## Objective
Reproduce verbatim every line from the one that includes "Note for the class: annotate every instance of the bicycle" to the closing line of the entries; omit everything before it.

(Dataset excerpts on object pointing)
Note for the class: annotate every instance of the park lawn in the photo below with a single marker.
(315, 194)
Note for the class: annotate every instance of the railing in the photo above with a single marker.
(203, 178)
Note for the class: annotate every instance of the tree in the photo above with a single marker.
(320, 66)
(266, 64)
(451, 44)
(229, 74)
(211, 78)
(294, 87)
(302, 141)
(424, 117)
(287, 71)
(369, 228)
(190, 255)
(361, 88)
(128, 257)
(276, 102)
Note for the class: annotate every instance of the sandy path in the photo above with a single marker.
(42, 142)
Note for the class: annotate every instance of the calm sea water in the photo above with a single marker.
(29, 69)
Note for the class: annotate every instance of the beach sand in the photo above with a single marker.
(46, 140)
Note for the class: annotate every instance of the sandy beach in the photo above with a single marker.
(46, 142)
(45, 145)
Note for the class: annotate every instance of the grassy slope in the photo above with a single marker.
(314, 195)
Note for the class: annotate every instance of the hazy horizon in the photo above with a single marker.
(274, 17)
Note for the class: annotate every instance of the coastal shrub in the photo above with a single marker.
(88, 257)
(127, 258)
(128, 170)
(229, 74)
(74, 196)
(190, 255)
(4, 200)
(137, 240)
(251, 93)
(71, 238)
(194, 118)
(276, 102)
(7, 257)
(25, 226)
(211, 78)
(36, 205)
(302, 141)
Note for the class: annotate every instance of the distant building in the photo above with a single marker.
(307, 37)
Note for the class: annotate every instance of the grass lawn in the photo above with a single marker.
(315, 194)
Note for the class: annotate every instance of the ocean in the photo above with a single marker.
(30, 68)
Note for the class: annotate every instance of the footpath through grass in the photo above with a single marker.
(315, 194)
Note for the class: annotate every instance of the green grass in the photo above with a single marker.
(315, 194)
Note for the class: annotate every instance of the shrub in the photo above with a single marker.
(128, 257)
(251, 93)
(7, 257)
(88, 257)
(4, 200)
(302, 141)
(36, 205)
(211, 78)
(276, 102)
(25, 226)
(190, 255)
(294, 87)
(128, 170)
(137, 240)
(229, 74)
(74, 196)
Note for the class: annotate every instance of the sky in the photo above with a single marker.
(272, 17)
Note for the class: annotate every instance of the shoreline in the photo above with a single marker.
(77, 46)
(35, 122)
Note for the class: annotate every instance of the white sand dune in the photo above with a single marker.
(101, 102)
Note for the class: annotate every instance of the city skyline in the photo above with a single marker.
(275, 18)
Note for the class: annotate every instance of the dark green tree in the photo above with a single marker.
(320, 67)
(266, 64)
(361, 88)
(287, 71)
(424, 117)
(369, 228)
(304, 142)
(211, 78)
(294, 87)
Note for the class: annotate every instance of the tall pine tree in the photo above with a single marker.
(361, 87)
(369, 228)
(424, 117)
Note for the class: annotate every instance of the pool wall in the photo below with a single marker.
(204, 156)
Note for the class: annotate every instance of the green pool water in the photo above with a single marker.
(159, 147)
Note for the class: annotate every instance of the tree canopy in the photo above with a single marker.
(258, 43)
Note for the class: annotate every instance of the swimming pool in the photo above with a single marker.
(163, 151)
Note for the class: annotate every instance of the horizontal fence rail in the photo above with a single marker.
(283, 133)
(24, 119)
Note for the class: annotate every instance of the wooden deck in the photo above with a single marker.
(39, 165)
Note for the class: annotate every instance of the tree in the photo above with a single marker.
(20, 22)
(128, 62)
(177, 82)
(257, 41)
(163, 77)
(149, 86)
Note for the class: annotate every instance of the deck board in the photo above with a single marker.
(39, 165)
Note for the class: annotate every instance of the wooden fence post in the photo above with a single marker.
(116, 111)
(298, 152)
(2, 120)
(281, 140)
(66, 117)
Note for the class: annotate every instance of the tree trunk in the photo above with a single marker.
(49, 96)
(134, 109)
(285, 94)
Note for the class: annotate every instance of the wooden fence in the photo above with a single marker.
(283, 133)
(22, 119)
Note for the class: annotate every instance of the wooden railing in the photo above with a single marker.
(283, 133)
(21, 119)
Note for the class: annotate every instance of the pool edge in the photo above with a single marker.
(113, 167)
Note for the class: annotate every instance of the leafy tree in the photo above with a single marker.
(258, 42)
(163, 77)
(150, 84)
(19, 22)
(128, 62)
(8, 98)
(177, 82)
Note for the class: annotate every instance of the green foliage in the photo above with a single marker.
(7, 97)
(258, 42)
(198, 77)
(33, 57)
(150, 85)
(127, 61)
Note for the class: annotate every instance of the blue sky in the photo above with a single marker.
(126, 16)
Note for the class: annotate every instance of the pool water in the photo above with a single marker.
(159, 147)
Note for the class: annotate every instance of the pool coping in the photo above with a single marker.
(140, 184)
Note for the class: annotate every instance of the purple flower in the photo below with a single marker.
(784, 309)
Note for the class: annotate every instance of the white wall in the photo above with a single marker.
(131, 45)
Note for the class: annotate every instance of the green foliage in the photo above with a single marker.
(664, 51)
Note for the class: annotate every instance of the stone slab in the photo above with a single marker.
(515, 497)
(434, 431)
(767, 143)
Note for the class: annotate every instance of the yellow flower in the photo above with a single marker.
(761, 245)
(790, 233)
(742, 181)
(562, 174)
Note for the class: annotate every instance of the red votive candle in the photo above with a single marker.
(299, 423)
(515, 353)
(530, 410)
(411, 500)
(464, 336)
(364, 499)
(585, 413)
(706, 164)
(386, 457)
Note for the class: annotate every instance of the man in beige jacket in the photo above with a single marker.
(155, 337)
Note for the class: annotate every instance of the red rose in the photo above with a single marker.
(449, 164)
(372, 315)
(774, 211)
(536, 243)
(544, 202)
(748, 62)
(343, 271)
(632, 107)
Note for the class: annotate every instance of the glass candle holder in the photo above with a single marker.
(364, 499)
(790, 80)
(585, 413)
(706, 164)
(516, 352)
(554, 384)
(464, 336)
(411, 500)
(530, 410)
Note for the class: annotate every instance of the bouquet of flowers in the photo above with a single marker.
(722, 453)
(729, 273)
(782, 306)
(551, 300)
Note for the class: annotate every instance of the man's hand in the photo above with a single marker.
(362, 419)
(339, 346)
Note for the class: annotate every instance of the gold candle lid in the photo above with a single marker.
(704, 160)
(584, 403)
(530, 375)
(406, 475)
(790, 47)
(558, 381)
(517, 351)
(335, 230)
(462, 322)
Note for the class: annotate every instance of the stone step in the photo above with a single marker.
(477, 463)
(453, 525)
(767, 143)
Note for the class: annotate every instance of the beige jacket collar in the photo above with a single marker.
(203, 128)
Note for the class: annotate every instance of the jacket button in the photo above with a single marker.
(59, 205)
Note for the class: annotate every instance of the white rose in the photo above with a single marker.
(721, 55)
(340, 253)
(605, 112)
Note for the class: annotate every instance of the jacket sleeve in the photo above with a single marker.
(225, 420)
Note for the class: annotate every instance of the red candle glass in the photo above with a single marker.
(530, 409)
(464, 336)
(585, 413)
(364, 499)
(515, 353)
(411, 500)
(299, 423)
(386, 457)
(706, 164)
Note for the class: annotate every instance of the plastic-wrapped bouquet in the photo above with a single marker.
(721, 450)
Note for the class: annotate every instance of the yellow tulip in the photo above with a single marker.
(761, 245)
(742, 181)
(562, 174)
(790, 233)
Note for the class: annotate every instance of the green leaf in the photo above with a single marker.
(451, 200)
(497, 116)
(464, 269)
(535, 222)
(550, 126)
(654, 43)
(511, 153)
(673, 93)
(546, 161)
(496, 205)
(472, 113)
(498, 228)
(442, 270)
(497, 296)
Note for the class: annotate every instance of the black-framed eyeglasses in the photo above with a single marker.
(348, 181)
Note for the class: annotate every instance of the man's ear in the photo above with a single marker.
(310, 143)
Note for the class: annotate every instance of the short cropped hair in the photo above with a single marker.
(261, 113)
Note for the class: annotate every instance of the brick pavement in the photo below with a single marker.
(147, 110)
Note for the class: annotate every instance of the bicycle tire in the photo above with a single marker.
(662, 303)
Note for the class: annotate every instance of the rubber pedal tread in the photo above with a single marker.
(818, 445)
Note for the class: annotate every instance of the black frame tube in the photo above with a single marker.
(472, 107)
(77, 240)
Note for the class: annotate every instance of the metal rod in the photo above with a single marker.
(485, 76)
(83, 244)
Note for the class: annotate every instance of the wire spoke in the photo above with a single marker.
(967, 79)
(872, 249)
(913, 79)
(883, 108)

## Complete response
Note for the class: annotate every instance of the bicycle tire in the photo above with a single marker.
(662, 303)
Note for the class: annotate every instance of the rubber pedal tread in the photo above with a single marker.
(818, 445)
Note for the class: annotate every instance of the black frame tube in the photo above with a single marker.
(472, 107)
(77, 240)
Note for the class: annotate every instance of the metal rod in the photo above with a single marker.
(485, 76)
(83, 244)
Note for the class: annotate every instance of the wire spoke in the photo above with a single marker.
(967, 79)
(872, 249)
(913, 79)
(883, 108)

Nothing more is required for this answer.